Your goal:
All of the data should be output character for character, except the pictures.

Content starts

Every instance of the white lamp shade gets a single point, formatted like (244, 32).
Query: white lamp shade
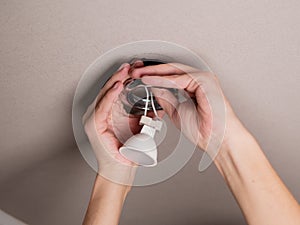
(140, 149)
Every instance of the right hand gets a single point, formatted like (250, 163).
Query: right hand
(194, 120)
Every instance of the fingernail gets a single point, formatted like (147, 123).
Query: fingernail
(116, 85)
(122, 67)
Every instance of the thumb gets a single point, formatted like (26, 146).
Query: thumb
(167, 101)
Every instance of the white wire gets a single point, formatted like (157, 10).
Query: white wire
(153, 105)
(147, 101)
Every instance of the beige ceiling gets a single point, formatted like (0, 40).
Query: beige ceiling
(253, 46)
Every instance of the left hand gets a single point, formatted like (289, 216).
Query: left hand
(104, 121)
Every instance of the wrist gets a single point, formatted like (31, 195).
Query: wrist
(105, 188)
(118, 173)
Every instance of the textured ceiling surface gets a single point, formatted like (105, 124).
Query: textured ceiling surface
(253, 47)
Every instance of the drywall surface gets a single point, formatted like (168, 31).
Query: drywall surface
(253, 47)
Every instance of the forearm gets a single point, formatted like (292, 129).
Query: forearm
(106, 202)
(261, 194)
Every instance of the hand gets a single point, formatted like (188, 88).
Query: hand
(104, 120)
(194, 120)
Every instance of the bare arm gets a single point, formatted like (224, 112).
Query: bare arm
(261, 194)
(106, 202)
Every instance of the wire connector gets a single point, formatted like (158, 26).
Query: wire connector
(156, 124)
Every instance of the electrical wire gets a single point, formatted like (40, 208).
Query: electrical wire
(153, 105)
(147, 101)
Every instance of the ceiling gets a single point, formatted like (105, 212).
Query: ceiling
(253, 47)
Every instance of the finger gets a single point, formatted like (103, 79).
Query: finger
(134, 65)
(188, 82)
(161, 69)
(106, 103)
(120, 75)
(167, 101)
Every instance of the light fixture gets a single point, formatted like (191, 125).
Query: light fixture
(141, 148)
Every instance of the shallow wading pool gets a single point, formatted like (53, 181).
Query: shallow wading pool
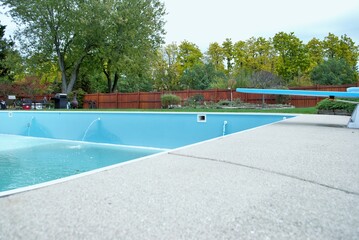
(40, 146)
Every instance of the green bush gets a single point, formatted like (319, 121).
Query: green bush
(328, 104)
(170, 100)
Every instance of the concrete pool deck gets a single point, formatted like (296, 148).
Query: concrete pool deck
(296, 179)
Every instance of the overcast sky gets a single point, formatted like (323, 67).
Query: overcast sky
(206, 21)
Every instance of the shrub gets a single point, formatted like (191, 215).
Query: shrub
(170, 100)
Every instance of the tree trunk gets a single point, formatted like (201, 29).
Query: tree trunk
(115, 81)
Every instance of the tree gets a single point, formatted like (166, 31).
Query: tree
(64, 29)
(5, 50)
(189, 55)
(229, 54)
(216, 56)
(258, 55)
(334, 72)
(165, 70)
(199, 77)
(315, 52)
(118, 33)
(135, 34)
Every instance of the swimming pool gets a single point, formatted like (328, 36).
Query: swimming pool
(40, 146)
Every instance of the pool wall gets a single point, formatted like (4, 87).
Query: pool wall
(149, 129)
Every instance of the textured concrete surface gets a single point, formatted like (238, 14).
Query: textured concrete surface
(297, 179)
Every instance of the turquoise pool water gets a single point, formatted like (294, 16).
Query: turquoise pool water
(39, 146)
(27, 161)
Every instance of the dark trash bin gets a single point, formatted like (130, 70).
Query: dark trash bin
(60, 100)
(26, 104)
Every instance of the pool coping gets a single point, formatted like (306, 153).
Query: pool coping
(236, 187)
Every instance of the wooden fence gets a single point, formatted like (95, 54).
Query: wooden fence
(152, 100)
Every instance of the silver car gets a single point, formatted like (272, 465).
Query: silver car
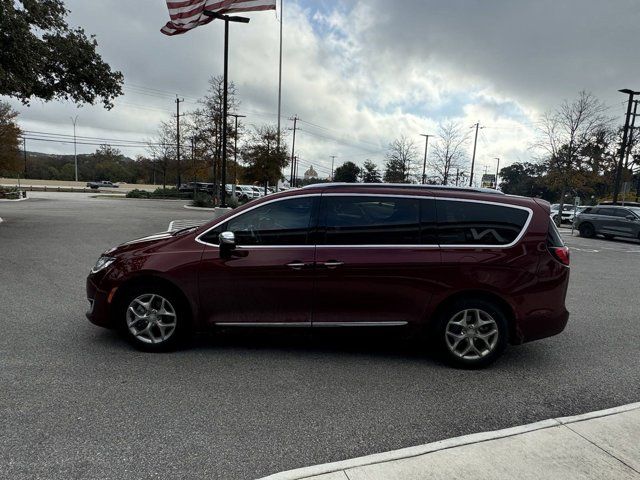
(609, 221)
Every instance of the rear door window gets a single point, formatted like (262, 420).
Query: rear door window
(478, 223)
(611, 212)
(371, 220)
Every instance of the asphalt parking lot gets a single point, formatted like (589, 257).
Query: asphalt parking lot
(77, 402)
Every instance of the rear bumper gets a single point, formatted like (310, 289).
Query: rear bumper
(99, 312)
(541, 324)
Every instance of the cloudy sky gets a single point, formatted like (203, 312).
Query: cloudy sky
(361, 73)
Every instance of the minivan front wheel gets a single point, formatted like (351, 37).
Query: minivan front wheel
(473, 333)
(152, 319)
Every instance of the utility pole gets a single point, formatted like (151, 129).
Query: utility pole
(473, 157)
(623, 149)
(226, 19)
(24, 151)
(424, 164)
(295, 171)
(235, 148)
(75, 149)
(293, 147)
(632, 129)
(178, 101)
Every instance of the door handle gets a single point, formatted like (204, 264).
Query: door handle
(331, 264)
(296, 265)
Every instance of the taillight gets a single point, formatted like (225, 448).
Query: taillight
(561, 254)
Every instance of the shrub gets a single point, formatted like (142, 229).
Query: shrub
(203, 200)
(138, 194)
(10, 193)
(168, 193)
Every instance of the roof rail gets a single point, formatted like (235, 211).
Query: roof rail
(409, 186)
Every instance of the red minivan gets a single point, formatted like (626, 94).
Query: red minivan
(472, 269)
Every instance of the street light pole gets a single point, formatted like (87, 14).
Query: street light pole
(625, 136)
(75, 150)
(424, 164)
(473, 157)
(280, 74)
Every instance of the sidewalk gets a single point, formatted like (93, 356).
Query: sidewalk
(599, 445)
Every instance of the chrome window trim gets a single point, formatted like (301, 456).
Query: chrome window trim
(263, 324)
(360, 324)
(312, 324)
(273, 200)
(509, 245)
(400, 246)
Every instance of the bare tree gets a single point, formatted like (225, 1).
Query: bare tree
(449, 153)
(208, 124)
(401, 161)
(563, 135)
(163, 148)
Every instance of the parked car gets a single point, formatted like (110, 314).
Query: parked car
(609, 221)
(462, 267)
(568, 212)
(202, 187)
(246, 192)
(259, 192)
(102, 184)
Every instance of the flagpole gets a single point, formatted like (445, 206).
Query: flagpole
(280, 73)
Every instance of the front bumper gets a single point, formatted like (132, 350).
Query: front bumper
(99, 312)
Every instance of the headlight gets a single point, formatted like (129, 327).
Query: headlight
(102, 263)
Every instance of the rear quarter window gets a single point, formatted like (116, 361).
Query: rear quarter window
(477, 223)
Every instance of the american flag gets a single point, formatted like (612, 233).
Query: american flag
(188, 14)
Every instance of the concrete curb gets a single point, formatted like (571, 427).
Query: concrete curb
(13, 199)
(305, 472)
(207, 209)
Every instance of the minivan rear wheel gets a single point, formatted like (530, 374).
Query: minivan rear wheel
(472, 333)
(152, 318)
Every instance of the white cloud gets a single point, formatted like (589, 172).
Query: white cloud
(364, 72)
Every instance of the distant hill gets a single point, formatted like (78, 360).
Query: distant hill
(104, 164)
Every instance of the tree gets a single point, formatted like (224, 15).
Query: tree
(42, 57)
(207, 126)
(449, 152)
(401, 161)
(370, 172)
(163, 148)
(9, 140)
(347, 172)
(526, 179)
(263, 159)
(563, 135)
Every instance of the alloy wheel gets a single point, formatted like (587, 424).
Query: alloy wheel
(151, 318)
(471, 334)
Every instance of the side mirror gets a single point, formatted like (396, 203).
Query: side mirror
(227, 244)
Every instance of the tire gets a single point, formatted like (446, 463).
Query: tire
(464, 344)
(587, 230)
(143, 324)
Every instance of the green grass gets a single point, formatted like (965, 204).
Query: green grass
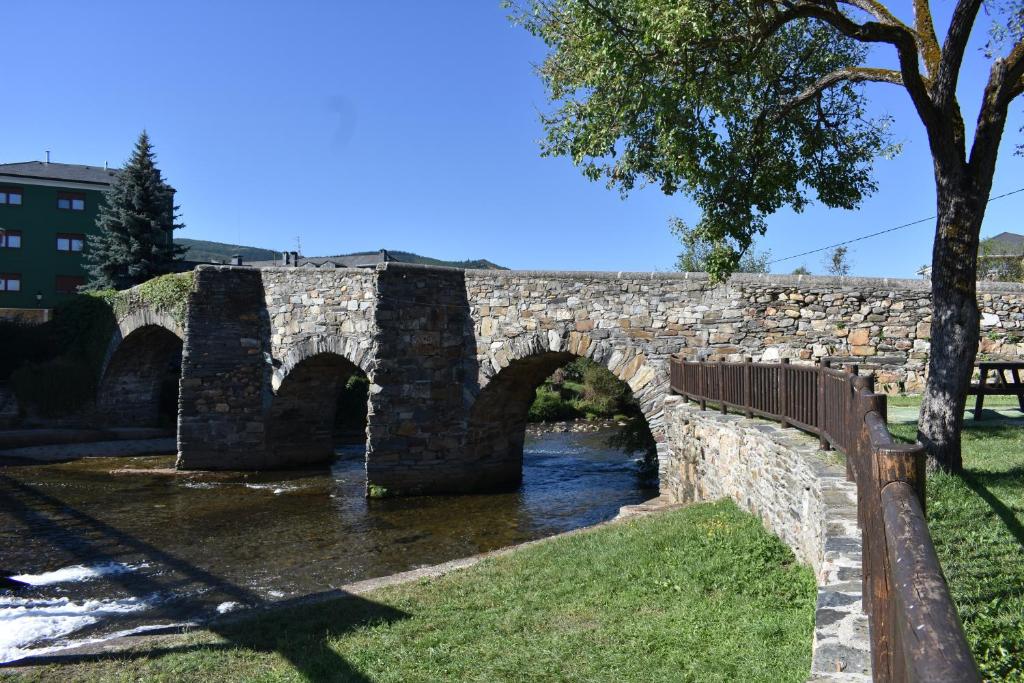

Content ends

Answer space:
Every instance of the white lamp shade gets a single point, formatted like (244, 32).
Query: white lamp shade
(140, 149)
Every instance of the right hand gets a single point, formatted like (250, 163).
Query: right hand
(194, 120)
Every instance of the fingernail gets a single point, formatted like (147, 123).
Query: fingernail
(116, 85)
(122, 67)
Every instance of the thumb gets a single point, formatted like (26, 146).
Query: thumb
(167, 101)
Every instance of the white wire gets a single point, formatted like (157, 10).
Query: white wire
(153, 105)
(147, 101)
Every instance of the beige ceiling gets a single point, formatted like (0, 40).
Query: beige ceiling
(253, 46)
Every instance of the left hand gets a single point, formatted like (289, 216).
Query: left hand
(104, 121)
Every instance of the wrist gets a single point, formatted like (31, 195).
Query: wrist
(105, 188)
(118, 173)
Every instance of the textured ceiling surface gets a single point, formatted like (105, 124).
Query: textured ceiling surface
(253, 47)
Every instance of the drywall surface gets a single point, formatted like (168, 31).
Query: drywall surface
(253, 47)
Every instance of the forearm gets a single point, formatted like (292, 129).
Query: forearm
(106, 202)
(261, 194)
Every instance of the hand gets a single point, formatted like (188, 88).
Query: hand
(104, 120)
(194, 120)
Every instance of the bare arm gets a single point, formatted like (224, 112).
Query: bare arm
(261, 194)
(106, 202)
Every instance of the wire connector gets a single point, formatted like (158, 26).
Query: wire connector
(156, 124)
Every instance of the electrical wire gets a single point, formatted like (40, 208).
Query: electrical wire
(153, 105)
(147, 101)
Every instance of the ceiling gets a single point, formatted like (105, 212).
Query: ceiling
(253, 47)
Every instance of the finger gets a single point, formatted like (103, 79).
Query: finger
(134, 65)
(188, 82)
(161, 69)
(106, 103)
(120, 75)
(167, 101)
Every instance of the light fixture gets a single point, formatted like (191, 125).
Query: light fixture
(141, 148)
Every instance of the shallow wading pool gets a single point, formatted like (53, 181).
Query: shallow wading pool
(40, 146)
Every instance of the green bush gets a single point, formatted like (319, 121).
Query: green bush
(328, 104)
(170, 100)
Every instance of the concrete pool deck gets a single point, formatted like (296, 148).
Query: concrete pool deck
(296, 179)
Every instance of the overcast sky gets a single point, formatted like (323, 67).
Query: overcast sky
(206, 21)
Every instance of the shrub gets a single point, formatted like (191, 215).
Query: shrub
(170, 100)
Every instance of the tree trunk gets a single point, formatted like (201, 29).
Query: tree trunk
(115, 81)
Every instance of the tree gets a single point, formatted like (166, 31).
Query: tree
(64, 29)
(5, 50)
(189, 55)
(229, 54)
(216, 56)
(258, 55)
(334, 72)
(165, 70)
(199, 77)
(315, 52)
(118, 33)
(135, 34)
Every instance of the swimming pool gets a single point, formatted like (328, 36).
Query: swimming pool
(40, 146)
Every instance of the pool wall gets a single point, formatted like (4, 87).
Query: pool wall
(149, 129)
Every instance of the textured concrete surface gets a single point, formatted like (238, 14).
Query: textured concrete surface
(297, 179)
Every instance of the turquoise pool water gets a single point, formatted like (294, 16).
Query: turquoise pool water
(39, 146)
(27, 161)
Every instance of the dark trash bin gets a single point, formatted like (130, 70).
Query: dark trash bin
(60, 100)
(26, 104)
Every instance of the pool coping gets a single point, formatted like (306, 153).
Query: pool coping
(236, 187)
Every instance of the wooden fence gets a single point, formatted like (95, 54).
Query: wooden fence
(152, 100)
Every instance of the silver car gets a single point, formatted like (272, 465).
Query: silver car
(609, 221)
Every instance of the rear door window gets a single point, formatted like (262, 420).
Query: rear door window
(478, 223)
(611, 212)
(371, 220)
Every instance of the asphalt parking lot gets a single point, formatted like (589, 257).
Query: asphalt parking lot
(77, 402)
Every instance of the rear bumper gets a single point, formatted like (310, 289).
Query: rear bumper
(99, 312)
(541, 324)
Every instance of the cloudy sky gets a single point, formatted like (203, 312).
Query: cloudy sky
(361, 73)
Every instance of the minivan front wheel gets a single point, formatted like (351, 37).
Query: minivan front wheel
(473, 333)
(152, 319)
Every instance of the utility pole gets a single point, formatted like (151, 129).
Query: utility pole
(473, 157)
(623, 149)
(226, 19)
(24, 151)
(424, 164)
(295, 171)
(235, 148)
(75, 149)
(293, 147)
(632, 129)
(178, 101)
Every instance of the door handle gets a single point, formatted like (204, 264).
Query: door handle
(331, 264)
(296, 265)
Every instance of the taillight gets a single point, formatted like (225, 448).
Query: taillight
(561, 254)
Every instance of the shrub gets a single point, formatted like (142, 229).
Query: shrub
(203, 200)
(138, 194)
(10, 193)
(168, 193)
Every instance of the roof rail gets a single point, formatted like (235, 211).
Query: roof rail
(409, 186)
Every instance of the red minivan gets a single point, formatted like (626, 94).
Query: red minivan
(472, 269)
Every instance of the street light pole gets a single point, formatted like (87, 14).
Query: street light pole
(625, 136)
(75, 150)
(424, 164)
(473, 157)
(280, 74)
Every instance of the sidewalk gets a single point, formatted like (93, 356).
Query: sidewalk
(599, 445)
Every instance of the chrome window trim gets a single point, formatted like (301, 456).
Query: chrome window trim
(263, 324)
(360, 324)
(312, 324)
(273, 200)
(509, 245)
(400, 246)
Every instance of the bare tree gets a single point, formatted like (225, 1).
Query: bare tree
(449, 153)
(208, 124)
(401, 161)
(563, 135)
(163, 148)
Every instance of the parked car gets a single point, formatted like (110, 314).
Query: parked car
(609, 221)
(462, 267)
(568, 212)
(202, 187)
(246, 192)
(259, 192)
(102, 184)
Every instance of the flagpole gets a single point, formatted like (445, 206).
Query: flagpole
(280, 73)
Every instance of the front bumper gets a single point, formatted like (132, 350).
Query: front bumper
(99, 312)
Every instance of the headlight gets a single point, formatted like (129, 327).
Query: headlight
(102, 263)
Every instance of the rear quarter window gets a single point, formatted like (116, 361).
Query: rear quarter window
(477, 223)
Every instance of the american flag gets a single point, formatted like (612, 233).
Query: american flag
(188, 14)
Every instance of the concrete curb gets a single point, formatted like (571, 427).
Query: concrete curb
(13, 199)
(305, 472)
(207, 209)
Every instance of the minivan rear wheel gets a single point, formatted like (530, 374).
Query: minivan rear wheel
(472, 333)
(152, 318)
Every instance of the white cloud gets a single point, formatted like (589, 172).
Query: white cloud
(364, 72)
Every instance of the distant hill gets a single point, formatted like (78, 360).
Query: distant hill
(104, 164)
Every instance of the tree gets a single point, formatted like (224, 15).
Query: tree
(42, 57)
(207, 126)
(449, 152)
(401, 161)
(370, 172)
(163, 148)
(9, 140)
(347, 172)
(526, 179)
(263, 159)
(563, 135)
Every instance of the alloy wheel gets a single point, formatted like (587, 424).
Query: alloy wheel
(151, 318)
(471, 334)
Every instance of the side mirror gets a single point, formatted like (396, 203).
Query: side mirror
(227, 244)
Every instance of the tire gets a single point, formatted like (446, 463).
Query: tire
(464, 344)
(587, 230)
(143, 324)
Every instance of the green grass gets a single point, formatted like (965, 204).
Query: green grass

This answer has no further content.